Task details. Swap "sneaker" for "running shoe" wherever it occurs in the rows below, and give the rows back otherwise unchanged, without the pictures.

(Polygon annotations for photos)

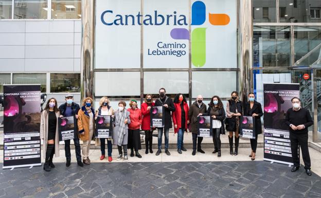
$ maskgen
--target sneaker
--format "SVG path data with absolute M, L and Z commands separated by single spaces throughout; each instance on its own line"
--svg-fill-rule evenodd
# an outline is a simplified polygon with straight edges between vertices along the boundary
M 122 157 L 122 155 L 118 155 L 117 158 L 116 158 L 116 160 L 120 160 L 120 159 L 121 159 Z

In response.
$ maskgen
--target running shoe
--format "SVG path data with absolute M, L and Z commands separated by single spaces throughout; each instance on its own line"
--svg-fill-rule evenodd
# an outline is a simplified polygon with straight edges between vertices along the boundary
M 122 157 L 122 155 L 118 155 L 117 158 L 116 158 L 116 160 L 120 160 L 120 159 L 121 159 Z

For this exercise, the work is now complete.